= SOURCE TEXT =

+ + + + + + +

Speaking at the same event, Cleveland Fed President Loretta Mester, who is not a voting member on the FOMC this year, repeated her view on Wednesday, saying that the U.S. economy is now strong enough to bear a modest rate hike. New York Fed President William Dudley said on Wednesday, that he doesn’t expect a big market reaction when the liftoff in rates happens.

Another top Fed official, Richmond Fed President Jeffrey Lacker said in an interview on CNBC today, that the central bank should begin tightening monetary policy at the upcoming Fed meeting in December.

Speaking in Houston this Wednesday, Dallas Fed leader, Rob Kaplan expressed that he sees risk in keeping rates near zero for too long. He also added that the return to normal interest rates could be gradual. However, he declined to say whether he would support a monetary tightening next month.

+ + + + + + +

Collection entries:

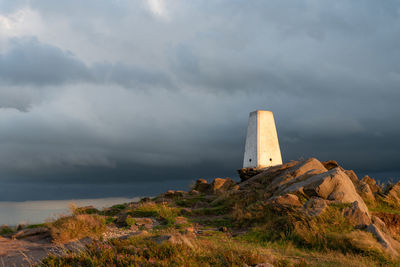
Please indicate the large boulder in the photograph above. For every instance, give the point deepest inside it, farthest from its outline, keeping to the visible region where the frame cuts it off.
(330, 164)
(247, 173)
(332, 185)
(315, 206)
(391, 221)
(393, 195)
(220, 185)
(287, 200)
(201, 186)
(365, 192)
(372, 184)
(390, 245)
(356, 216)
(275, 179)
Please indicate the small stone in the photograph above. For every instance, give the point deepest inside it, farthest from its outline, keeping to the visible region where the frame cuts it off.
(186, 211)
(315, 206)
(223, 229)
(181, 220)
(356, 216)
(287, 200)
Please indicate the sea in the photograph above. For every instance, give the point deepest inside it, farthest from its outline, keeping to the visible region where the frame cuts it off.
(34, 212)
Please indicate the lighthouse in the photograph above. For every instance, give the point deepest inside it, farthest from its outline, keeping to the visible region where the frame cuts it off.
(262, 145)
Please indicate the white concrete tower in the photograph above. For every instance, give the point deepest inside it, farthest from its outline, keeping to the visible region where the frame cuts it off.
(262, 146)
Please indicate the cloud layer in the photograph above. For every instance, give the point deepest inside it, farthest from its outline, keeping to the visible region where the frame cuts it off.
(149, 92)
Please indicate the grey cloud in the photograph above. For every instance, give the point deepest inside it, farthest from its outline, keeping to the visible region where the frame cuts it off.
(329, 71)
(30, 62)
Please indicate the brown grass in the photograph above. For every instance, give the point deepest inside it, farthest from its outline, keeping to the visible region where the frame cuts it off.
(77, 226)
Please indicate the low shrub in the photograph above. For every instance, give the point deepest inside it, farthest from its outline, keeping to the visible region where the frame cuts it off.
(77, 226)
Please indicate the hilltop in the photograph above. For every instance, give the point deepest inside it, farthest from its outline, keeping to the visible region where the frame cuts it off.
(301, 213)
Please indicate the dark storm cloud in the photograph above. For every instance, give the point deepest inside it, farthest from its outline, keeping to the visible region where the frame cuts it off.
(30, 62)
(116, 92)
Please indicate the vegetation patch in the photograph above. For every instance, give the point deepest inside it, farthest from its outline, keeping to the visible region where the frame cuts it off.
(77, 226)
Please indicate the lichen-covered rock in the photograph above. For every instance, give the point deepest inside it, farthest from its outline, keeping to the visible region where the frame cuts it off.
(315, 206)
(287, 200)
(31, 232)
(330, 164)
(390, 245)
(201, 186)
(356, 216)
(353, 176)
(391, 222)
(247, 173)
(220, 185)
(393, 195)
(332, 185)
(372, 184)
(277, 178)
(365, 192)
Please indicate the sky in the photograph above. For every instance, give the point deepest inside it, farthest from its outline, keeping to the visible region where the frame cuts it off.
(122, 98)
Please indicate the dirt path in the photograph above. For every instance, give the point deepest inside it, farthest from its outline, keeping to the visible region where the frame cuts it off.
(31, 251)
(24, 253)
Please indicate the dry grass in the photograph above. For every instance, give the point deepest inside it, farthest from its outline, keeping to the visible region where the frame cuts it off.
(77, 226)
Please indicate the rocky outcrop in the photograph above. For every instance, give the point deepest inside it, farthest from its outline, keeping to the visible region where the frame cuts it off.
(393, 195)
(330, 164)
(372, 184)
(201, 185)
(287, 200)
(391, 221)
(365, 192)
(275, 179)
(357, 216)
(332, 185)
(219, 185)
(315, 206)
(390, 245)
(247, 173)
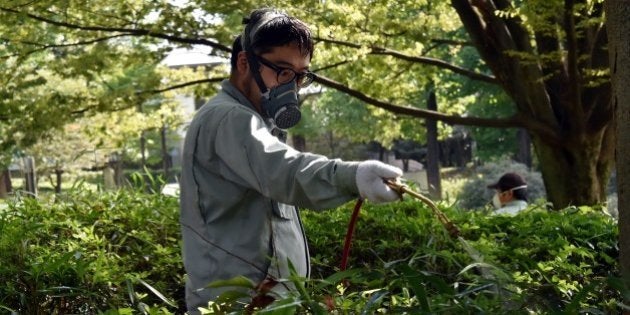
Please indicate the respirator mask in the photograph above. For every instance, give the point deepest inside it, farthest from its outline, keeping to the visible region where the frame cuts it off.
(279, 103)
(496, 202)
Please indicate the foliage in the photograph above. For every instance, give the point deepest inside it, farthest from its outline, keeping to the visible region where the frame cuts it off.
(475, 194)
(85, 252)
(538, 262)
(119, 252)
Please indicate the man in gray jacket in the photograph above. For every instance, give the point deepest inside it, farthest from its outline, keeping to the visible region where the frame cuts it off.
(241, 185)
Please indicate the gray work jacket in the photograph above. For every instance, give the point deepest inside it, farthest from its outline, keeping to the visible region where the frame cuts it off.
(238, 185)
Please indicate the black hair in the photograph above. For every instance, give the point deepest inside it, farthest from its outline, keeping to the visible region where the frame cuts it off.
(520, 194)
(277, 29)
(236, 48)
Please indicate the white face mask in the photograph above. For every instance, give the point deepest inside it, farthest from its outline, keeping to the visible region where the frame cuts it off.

+ + + + + + +

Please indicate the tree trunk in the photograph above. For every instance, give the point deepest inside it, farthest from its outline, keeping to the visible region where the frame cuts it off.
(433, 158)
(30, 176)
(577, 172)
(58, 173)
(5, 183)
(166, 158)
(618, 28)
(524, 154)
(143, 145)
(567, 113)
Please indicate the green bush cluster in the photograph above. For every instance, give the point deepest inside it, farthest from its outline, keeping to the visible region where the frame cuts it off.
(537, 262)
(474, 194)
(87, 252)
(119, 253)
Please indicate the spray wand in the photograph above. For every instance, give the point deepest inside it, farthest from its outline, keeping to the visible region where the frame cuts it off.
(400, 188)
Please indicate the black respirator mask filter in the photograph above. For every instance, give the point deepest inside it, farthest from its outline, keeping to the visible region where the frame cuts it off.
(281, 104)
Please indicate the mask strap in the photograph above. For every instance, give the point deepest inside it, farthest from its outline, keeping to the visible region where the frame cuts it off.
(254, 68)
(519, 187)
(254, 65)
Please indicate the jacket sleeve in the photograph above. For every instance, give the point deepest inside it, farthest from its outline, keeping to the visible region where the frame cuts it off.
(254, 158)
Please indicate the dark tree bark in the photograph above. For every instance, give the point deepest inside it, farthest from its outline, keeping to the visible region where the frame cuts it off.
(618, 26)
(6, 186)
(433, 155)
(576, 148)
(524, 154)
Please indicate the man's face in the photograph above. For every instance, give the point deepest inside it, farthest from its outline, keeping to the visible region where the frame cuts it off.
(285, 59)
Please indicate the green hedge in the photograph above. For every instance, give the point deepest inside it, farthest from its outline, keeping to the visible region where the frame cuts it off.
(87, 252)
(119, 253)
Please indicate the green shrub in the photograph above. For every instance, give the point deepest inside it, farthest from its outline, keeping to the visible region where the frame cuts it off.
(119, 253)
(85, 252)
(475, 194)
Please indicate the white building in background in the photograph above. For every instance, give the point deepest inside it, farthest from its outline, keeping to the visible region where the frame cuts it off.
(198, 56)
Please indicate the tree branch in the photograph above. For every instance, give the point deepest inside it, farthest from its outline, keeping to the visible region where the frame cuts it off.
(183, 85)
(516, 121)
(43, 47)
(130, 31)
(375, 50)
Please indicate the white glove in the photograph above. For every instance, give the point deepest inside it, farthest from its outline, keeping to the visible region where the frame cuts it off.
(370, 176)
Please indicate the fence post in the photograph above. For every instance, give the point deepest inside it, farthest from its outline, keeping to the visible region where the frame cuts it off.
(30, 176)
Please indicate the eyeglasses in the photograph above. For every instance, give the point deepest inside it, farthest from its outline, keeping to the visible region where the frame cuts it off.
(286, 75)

+ + + + + + +

= WHAT THE EXERCISE ASKS =
Please write what comes next in the passage about Federal Reserve officials' views on raising interest rates, picking up after its last sentence.

= ANSWER TO THIS EXERCISE =
Current mortgage rates are higher compared to levels in the beginning of the month, and as we see it, the most likely scenario is that rates will rise further, whenever the Fed begins tightening monetary policy. The Fed Minutes from October added to the likelihood of a rate hike in December, as the majority of policymakers believe the economy could well handle a liftoff in rates. And whenever the hike happens mortgage rates are expected to rise accordingly. Therefore if you’re planning to buy a new or used home or would like to refinance your existing mortgage in the near future, we advise you to lock a rate sooner rather than later.